[Required actions]:
A – In the crowdfunding article, why are rewards for money raised through crowdfunding currently limited to perks and merchandise?
B – Set down the passage of the crowdfunding article that begins at the words "Oct 14th, 2011" and stops after the words "of this article)".

— Start of Source extract —

Starting Your Own Mail-Order Artisan Bon-Bon Company: Crowdfunding Connects Dollars to Your Next Great Idea

Oct 14th, 2011 | Category: Articles, Featured Articles

Written By: Laura Horton
Edited By: Lindsay Landstrom
Researcher: Amanda Klimczak
Managing Editor: Dave Smith

(PDF version of this article)

So you have an idea!  Maybe it’s a pirate-vampire-zombie-graphic novel or a perhaps it’s hand-crafted-vegan doughnuts.  But you have this idea and it’s occupying all of your time. You keep thinking about how well it would work, the profits you’d most definitely make, and how your friends and family would find you impressive when you put together a traveling exhibition of the global dispersion of your family over 100 years from a small village in Lithuania. The problem is, what do you do with this great idea? How do you turn an idea into a financed project? A business? A movement? Whether the 99% Movement inspires you, or you just want to sculpt filigree skulls, a new way of raising money is quickly becoming the hipster’s Wall Street. These platforms are connecting people with cool ideas to those who want to pledge money to the idea.

Photo: Matthew Field

And if I Share With You My Story, Would You Share Your Dollar With Me?

These platforms are part of a new movement that is growing in popularity, “crowdfunding.” Crowdfunding is a means of raising money from numerous investors through existing Internet social media platforms. By facilitating relationships through Web 2.0, entrepreneurs can tap this resource when seeking capital to start a new business. Crowdfunding is a way of generating smaller dollar investments from numerous investors. Crowdfunding has long been a source of investment dollars in the entertainment industry for movie projects, documentaries, and bands on tour. As credit remains scarce, crowdfunding has increasingly provided small business owners with new sources of capital. Currently, the money raised through crowdfunding is completed as a contribution only with rewards limited to cool perks and merchandise to avoid any violation of Federal Securities Regulations.

In a speech given by the President last month, the White House released the American Jobs Act. The American Jobs Act covers a variety of proposals meant to stimulate the economy, some even have bipartisan support. One of the proposals is to create policies that support entrepreneur and small business access to capital. In this economic climate, where traditional financing is hard to come by because of increased restrictions on loans, entrepreneurs have turned to creative sources for gathering capital. As funding sources have evolved for small businesses, investors and entrepreneurs have faced hurdles in existing regulations that have not kept up with the dynamic nature of investing. As part of the job-boost outlined by the President, the Obama Administration indicated that it would work with the Securities and Exchange Commission (SEC) to review securities regulations from the perspective of small business with the aim of reducing regulatory burdens and increasing access to capital.

Regulators, Mount Up.

— End of Source extract —
— Start of Supplied information —

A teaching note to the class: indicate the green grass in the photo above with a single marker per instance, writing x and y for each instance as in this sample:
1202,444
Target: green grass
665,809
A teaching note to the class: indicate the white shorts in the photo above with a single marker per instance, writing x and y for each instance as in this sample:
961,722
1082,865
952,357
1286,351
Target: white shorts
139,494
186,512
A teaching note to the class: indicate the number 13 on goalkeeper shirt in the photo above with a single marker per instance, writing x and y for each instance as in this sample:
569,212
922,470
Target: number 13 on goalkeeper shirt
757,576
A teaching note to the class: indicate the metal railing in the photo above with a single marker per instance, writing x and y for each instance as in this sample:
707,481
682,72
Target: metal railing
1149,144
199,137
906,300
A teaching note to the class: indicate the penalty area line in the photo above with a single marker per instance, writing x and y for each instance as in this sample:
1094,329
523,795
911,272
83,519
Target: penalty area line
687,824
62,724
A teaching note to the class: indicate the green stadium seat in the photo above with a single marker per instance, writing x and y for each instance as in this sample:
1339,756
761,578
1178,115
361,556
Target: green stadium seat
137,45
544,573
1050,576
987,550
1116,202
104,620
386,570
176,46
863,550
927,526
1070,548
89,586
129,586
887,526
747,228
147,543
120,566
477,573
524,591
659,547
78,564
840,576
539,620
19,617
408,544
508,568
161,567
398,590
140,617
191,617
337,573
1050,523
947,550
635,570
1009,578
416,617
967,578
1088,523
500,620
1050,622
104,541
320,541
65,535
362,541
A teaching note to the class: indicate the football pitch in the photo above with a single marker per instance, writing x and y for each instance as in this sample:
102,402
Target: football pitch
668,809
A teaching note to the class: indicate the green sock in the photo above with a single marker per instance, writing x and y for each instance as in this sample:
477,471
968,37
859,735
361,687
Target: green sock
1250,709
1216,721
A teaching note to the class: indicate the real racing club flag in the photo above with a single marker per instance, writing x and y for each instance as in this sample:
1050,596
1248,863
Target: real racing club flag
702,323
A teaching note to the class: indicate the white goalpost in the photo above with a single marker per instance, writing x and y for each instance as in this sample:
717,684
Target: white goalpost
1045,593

— End of Supplied information —

[Solutions to the problems]:
A – To avoid any violation of Federal Securities Regulations.

B –
Oct 14th, 2011 | Category: Articles, Featured Articles

Written By: Laura Horton
Edited By: Lindsay Landstrom
Researcher: Amanda Klimczak
Managing Editor: Dave Smith

(PDF version of this article)